** begin Document **

So tell us a little about your work! We noticed you have an interest in children's literature, and expressing those motifs.
G: When I was in Queen's doing my undergrad, around third year, I took a course focusing on children's lit and was immediately hooked. I decided to commit to exploring my interest in that through my art practice, and never really stopped. There's a lot of imagery and information in all of those different stories, and there's also something really great about fantasy and the impact it has on a reader. These stories are supposed to teach a lessons. You can get some pretty loaded content using simple, and well known archetypes. Or if you want to get more Freudian there are books about relationships with parents, or about discovering sexuality. So I thought all of this was really interesting, and I liked the fact when you're a kid, everything is terrible (laughs). I'm a teacher, and I know that kids can be really mean other while they're learning how to to do things. Stories for children often contain some of this cruelty. It's not always sunshine and rainbows and I think as adults sometimes we forget that. I read a lot and I collect children's books, so the inspiration is always there, all the time, but the amount of work I've made in recent years has really gone down. I've been teaching full time, and that takes up so much of my time and energy. If anybody says "I'll teach art and also make my own" they are stupid and a liar (laughs) because it's just not physically possible. It’s so draining, emotionally to, because you’re responsible for so much. It's completely different than being an instructor or a prof, not to say profs don't do work hard, it’s just not the same as it is with younger children. My husband - he is also a teacher - and I moved back to the County recently, which is great because we're not teaching and we have time to pursue our art because we aren’t teaching. I'm trying to shift back into making time for that creative space.
Where did you move from?
G: I’ve moved around quite a bit. I grew up in London ON, I lived in Kingston while I was at Queen’s. My husband and I moved to northern Manitoba for three years and taught at an elementary school on a First Nations reserve there. A lot of the stuff I've been working on now has been really influenced by that. That was the beginning of our marriage, it was the beginning of my career as a teacher, it was our first experience being introduced to and acknowledging Canada's relationship with it's First Nations people. It's not great. The children and their families were really wonderful, but the experience was isolating and emotionally exhausting. We decided after three years that we needed a change so we moved to England for a year to teach high school there, because there are no jobs in Ontario. That was insane, we travelled a whole bunch that year but there wasn't time to make anything and we couldn’t picture ourselves staying long term. So we moved back here to settle and start a family. So far it's pretty perfect. How long have you guys been visiting here?

** end Document **

■ **Given instruction 1**
According to the interview, where did the couple teach for three years before moving to England?
■ **Given instruction 2**
Write what comes next in the interview, picking up right after its final line.
The data that comes next is separate material with no connection to the interview.

** begin Records **

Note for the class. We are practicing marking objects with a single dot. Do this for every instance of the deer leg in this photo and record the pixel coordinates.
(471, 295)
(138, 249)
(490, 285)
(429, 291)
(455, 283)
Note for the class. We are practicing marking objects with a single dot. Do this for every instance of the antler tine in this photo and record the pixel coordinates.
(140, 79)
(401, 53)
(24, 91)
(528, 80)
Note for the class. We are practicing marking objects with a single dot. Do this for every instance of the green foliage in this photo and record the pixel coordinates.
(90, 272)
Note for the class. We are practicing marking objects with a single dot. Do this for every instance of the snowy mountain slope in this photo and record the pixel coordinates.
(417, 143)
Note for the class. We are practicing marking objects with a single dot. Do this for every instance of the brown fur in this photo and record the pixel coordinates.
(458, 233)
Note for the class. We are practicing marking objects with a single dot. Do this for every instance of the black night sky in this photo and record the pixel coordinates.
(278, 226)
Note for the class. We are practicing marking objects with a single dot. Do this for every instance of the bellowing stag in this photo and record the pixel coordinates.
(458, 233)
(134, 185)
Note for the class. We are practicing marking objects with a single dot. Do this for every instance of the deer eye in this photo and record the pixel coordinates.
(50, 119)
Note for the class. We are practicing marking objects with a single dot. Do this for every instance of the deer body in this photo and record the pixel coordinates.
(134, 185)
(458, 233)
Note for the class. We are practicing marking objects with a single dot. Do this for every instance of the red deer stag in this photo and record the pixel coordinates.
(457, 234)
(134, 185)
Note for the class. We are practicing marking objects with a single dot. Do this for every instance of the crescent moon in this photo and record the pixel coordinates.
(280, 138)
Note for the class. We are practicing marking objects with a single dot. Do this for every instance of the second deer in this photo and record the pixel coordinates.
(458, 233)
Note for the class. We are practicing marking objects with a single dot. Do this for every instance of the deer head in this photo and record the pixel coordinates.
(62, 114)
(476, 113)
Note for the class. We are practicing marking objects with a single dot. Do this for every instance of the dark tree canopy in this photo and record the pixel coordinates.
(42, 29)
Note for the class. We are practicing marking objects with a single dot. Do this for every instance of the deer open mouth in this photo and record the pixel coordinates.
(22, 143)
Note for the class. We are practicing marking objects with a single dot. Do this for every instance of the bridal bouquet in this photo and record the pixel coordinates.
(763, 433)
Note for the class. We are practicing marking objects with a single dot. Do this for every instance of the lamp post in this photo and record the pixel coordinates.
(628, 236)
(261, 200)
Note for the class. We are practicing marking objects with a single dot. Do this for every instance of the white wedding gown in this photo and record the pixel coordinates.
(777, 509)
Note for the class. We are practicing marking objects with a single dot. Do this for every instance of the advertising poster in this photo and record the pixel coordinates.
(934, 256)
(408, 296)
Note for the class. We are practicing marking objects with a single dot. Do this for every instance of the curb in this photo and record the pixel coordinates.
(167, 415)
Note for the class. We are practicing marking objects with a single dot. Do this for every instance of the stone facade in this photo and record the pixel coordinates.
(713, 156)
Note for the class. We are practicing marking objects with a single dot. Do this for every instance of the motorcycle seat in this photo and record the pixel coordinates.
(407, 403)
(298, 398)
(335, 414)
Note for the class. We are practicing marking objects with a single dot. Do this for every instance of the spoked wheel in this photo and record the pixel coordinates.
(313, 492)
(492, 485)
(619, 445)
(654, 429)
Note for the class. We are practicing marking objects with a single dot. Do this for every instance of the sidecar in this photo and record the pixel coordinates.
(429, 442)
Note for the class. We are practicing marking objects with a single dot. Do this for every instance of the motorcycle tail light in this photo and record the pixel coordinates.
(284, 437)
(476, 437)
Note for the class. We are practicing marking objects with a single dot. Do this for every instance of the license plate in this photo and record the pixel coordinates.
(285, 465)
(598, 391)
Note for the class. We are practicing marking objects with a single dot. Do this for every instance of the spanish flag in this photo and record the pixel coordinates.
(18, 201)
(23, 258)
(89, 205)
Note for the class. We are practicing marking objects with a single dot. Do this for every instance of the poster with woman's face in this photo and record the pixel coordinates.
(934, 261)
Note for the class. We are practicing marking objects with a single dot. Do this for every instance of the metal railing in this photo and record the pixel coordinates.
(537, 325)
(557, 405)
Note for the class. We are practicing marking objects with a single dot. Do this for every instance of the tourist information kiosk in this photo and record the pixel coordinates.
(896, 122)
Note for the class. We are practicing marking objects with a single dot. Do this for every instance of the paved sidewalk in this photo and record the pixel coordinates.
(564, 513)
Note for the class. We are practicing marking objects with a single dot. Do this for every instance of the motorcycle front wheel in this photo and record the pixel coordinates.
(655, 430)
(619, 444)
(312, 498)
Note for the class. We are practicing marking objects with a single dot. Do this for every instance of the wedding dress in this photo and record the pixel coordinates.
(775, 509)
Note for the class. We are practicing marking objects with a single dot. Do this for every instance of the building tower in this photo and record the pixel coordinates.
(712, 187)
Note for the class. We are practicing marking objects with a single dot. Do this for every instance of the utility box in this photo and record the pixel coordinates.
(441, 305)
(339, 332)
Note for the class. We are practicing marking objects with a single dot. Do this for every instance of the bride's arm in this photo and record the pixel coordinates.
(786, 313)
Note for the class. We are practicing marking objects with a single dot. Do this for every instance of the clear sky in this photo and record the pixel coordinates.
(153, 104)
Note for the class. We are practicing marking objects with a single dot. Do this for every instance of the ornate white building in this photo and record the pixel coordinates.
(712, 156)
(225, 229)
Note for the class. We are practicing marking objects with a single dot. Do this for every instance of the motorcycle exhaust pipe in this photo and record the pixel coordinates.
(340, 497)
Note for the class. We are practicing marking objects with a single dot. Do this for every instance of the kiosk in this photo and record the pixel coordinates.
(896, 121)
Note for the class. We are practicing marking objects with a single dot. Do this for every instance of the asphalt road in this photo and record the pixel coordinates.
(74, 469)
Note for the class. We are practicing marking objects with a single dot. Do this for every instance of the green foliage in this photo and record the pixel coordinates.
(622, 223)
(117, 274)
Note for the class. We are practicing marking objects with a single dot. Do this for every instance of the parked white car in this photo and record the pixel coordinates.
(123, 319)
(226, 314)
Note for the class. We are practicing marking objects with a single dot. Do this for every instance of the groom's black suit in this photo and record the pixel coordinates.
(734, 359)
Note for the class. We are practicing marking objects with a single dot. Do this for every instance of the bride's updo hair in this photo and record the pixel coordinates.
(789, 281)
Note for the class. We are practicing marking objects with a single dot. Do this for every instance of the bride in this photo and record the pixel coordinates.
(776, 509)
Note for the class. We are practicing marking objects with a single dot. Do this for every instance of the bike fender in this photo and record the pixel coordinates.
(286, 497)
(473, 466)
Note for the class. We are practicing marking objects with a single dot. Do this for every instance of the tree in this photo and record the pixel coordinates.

** end Records **

■ **Written answer 1**
At an elementary school on a First Nations reserve in northern Manitoba.

■ **Written answer 2**
N: I actually grew up just outside of Belleville, so I know the area pretty well. It's the best.
G: We've been spending our summers in the County for the past 5 years so it’s where we feel the most at home in Ontario. We have really good friends living here, my husband's family is here, there is studio space here. I don't like cities, so I don't have to navigate that.
So when you're making work, and thinking about children's literature or some other kind of content, do you have a process where you take a narrative and turn it into visual imagery? Explain the shift from words to images.
G: I guess it's where things kind of line up with real life. When I was doing my undergrad, my thesis show was a mix between some different novels that I'd read, folklore, and European storytelling. So it was woodcuts of North American or European animals. Animals in stories, a good example would be Aesop's Fables, are used to tell the human stories. Animals act out the different parts and symbolize different things so we can easily recognize them. Wolves tend to symbolize gluttony or evil, foxes intelligence and cunning, owls are usually wise, though they used to symbolize death. It depends where and when you are taking it from and how it’s framed it in that story. So I read a lot, I think about what kind of story I want to tell, and I take those images and try to kind of create a new narrative using that existing language.
But I work slow. I've got one print in the studio that has taken the better part of two years and it's still not done because I've decided to carve another block. It takes a long time to make a woodcut. I was really inspired by Libby Hague, and artist from Toronto who came to visit us at Queens and she was showing her artwork and how she could work from home, and print with a spoon instead of a press. It's much easier with a press but you can make do pretty easily without one and I needed that option after graduating. There’s also something really great about wood and paper and ink if you're talking about literature anyway. Using the same physical materials as books the books I’m inspired by creates a nice continuity. So while I’m drawing I’m thinking about the materials and what hands mean, and what different animals and plants mean, or can mean, and it’s kind of like putting a code into the things I’m making. But I don’t want to be too heavy handed either so it’s a fine line, communicating ideas without making them too obvious.
E: There's a subtlety to your stories.
G: Yes definitely. I've been thinking about it a lot more recently, because I've had time to start drawing again, making things again, so I've been trying to figure out how to put my stories and the stories I’m influenced by together so that that it means something to a viewer. It's kind of very exploratory right now.
N: That's exciting, getting back into it.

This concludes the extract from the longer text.